▶ **Выбранный текст**
-*-

Кажется, не было такой темы, которую бы не пытались разрешить, и такого места во Франции, куда бы не пытались проникнуть режиссеры «Группы тридцати». Суша — даже самые отдаленные, недосягаемые её уголки — и море; труд человека на воде и на земле; биографии выдающихся людей; музыка и поэзия, живопись, скульптура и архитектура; природа и ее обитатели, проблемы науки и проблемы жизни: экономические, бытовые, социальные, с которыми столкнулась Франция после войны. И, конечно, война: война, фашизм, Сопротивление. И еще — история, далекое прошлое Франции. И это многообразие тем, и эта слитность сегодняшней, сиюминутной жизни и искусства достигались режиссерами «Группы тридцати» — за редким исключением — на неигровом материале.
Прошлое раскрывало себя в документах — в их сравнении между собой или в сопоставлении подлинных документов и неинсценируемой жизни.
Фильмы, восстанавливающие трагическое прошлое, критик Порсиль в своей книге «Защита французской короткометражки» предложил объединить под условным названием «Память мира».

-*-

▶ **Строки набора данных**
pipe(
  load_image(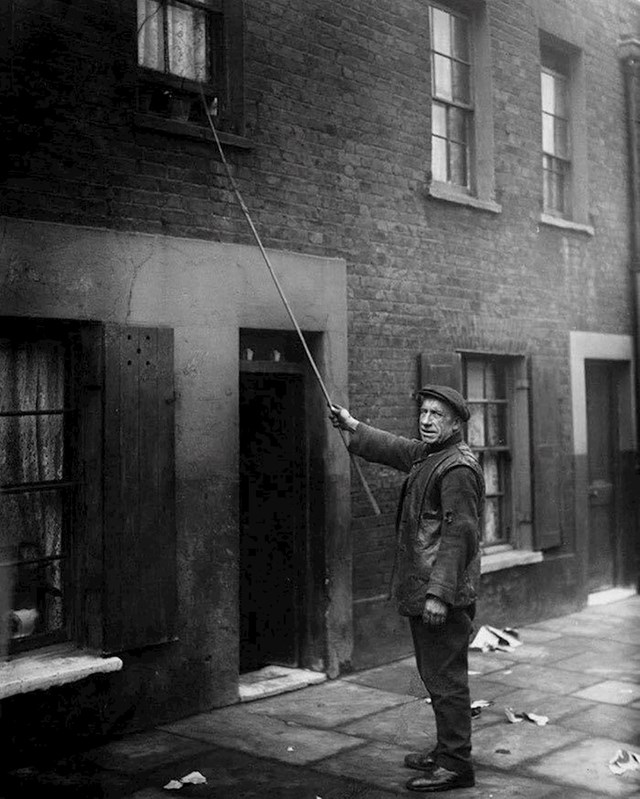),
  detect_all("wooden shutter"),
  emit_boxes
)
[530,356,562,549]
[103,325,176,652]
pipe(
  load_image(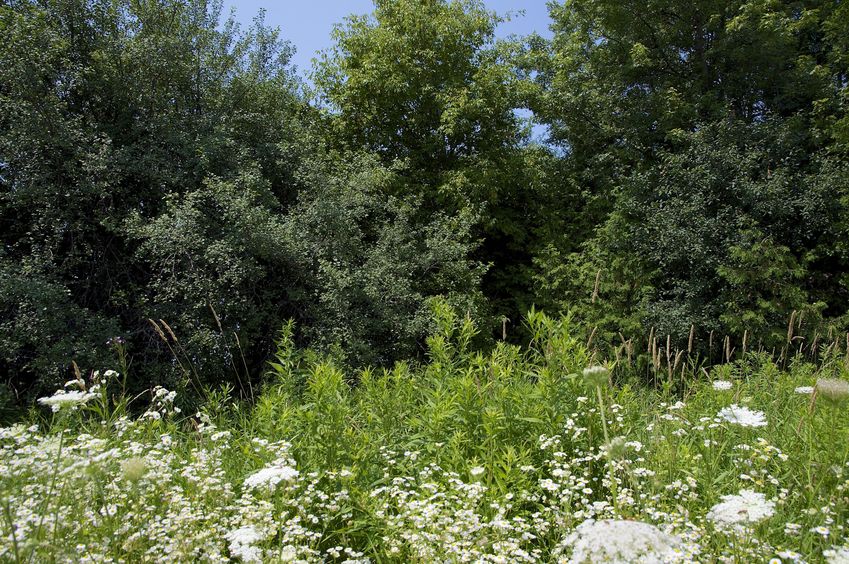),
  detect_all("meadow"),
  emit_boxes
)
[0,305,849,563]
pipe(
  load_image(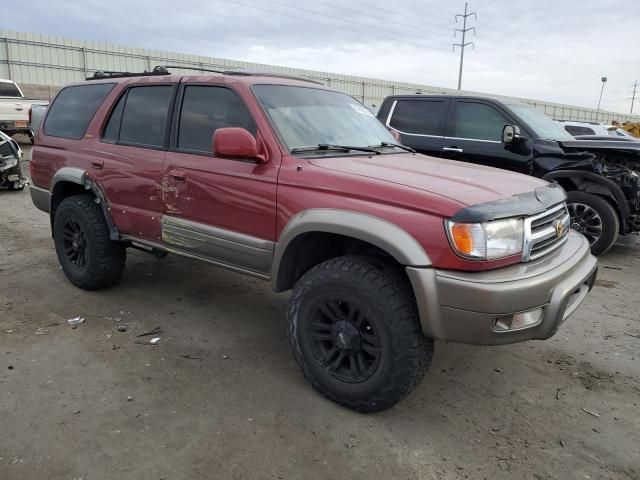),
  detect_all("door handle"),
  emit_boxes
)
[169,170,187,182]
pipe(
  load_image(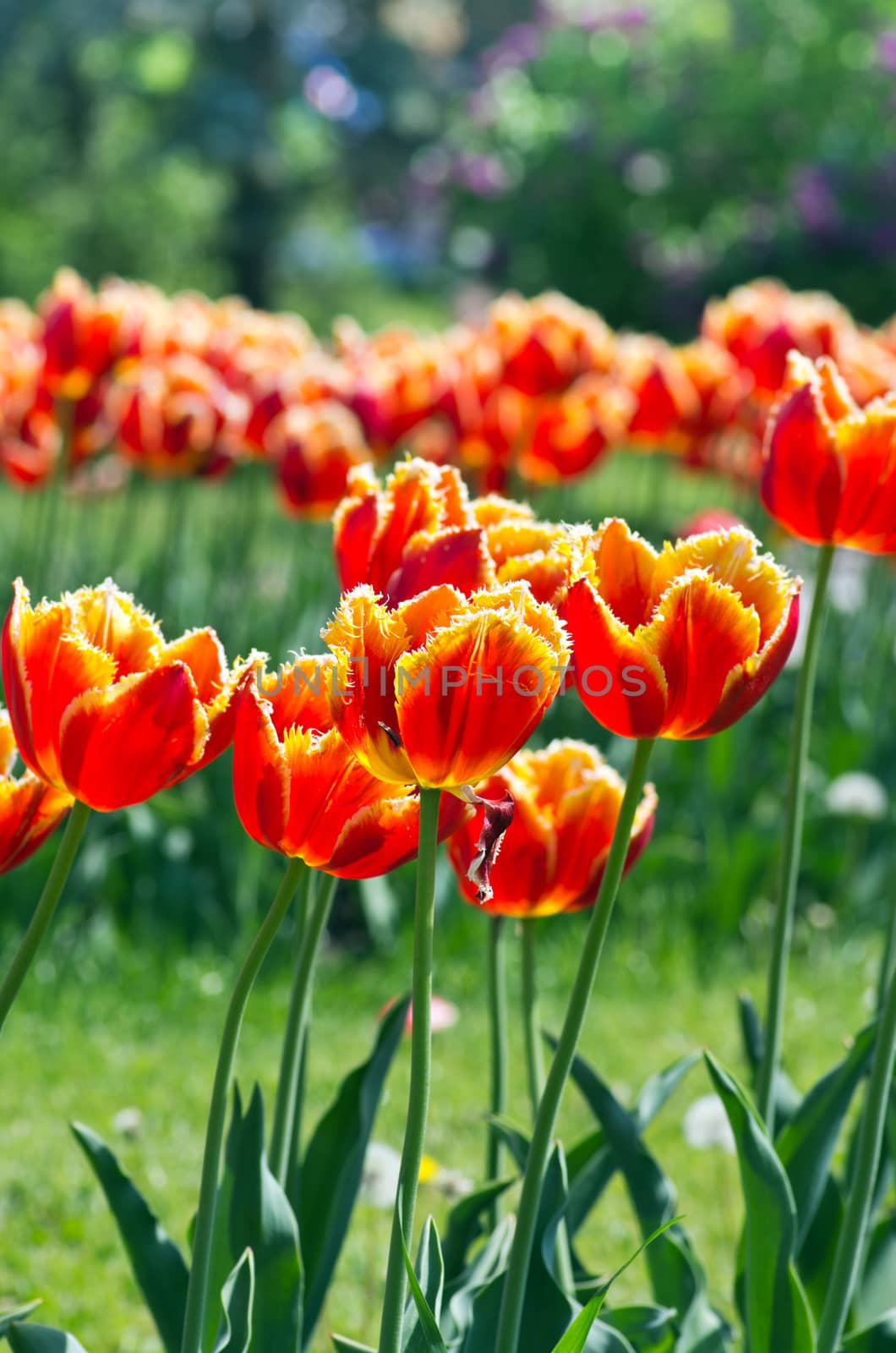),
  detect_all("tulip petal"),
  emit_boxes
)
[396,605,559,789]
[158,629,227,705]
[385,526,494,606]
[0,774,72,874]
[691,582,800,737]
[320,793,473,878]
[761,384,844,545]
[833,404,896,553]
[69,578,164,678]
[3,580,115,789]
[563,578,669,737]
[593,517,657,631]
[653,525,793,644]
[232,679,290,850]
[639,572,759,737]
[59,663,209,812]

-*-

▶ **Список заданий**
a - Под каким условным названием, согласно тексту о режиссерах «Группы тридцати», критик Порсиль предложил объединить фильмы, восстанавливающие трагическое прошлое?
b - Продолжите текст о режиссерах «Группы тридцати» с того места, на котором он заканчивается.
Строки для работы с заданиями не понадобятся.

▶ **Ответы**
a - Под условным названием «Память мира».

b -
Жан Гремийон в «Шестого июня на рассвете» рассказал о судьбе Нормандии, некогда мирной, а потом изуродованной руинами, окопами, воронками; Яника Беллон вместе с журналистом Анри Маньяни собрала документы, относящиеся к уничтожению Варшавы немцами, а затем, приехав в Варшаву, засняла ее восстановление: Варшава живет, «Варшава, несмотря ни на что». Для фильма «Ночь и туман» Ален Рене собрал кино– и фотодокументы, рассказывающие о создании немецкими архитекторами концлагерей, о жизни, нет, о существовании там людей, о том, во что их превращали и во что они превращались… Документальные кадры режиссер сочетает с кадрами, снятыми им после войны. Проросла трава. Светит солнце. Фотографируются туристы. Все выглядит таким мирным, как заброшенная ферма…
Фильмы о настоящем Порсиль предложил объединить под названием «Познание действительности»; как и прошлое, оно не инсценировалось, не разыгрывалось; режиссеры снимали его на натуре, часто жили вместе с героями своих фильмов, подчас даже участвовали в борьбе человека с природой; так снимали некоторые свои картины Яника Беллон и Анри Фабиани, Ален Рене и Жорж Франжю, Марсель Ишак и Робер Менегоз.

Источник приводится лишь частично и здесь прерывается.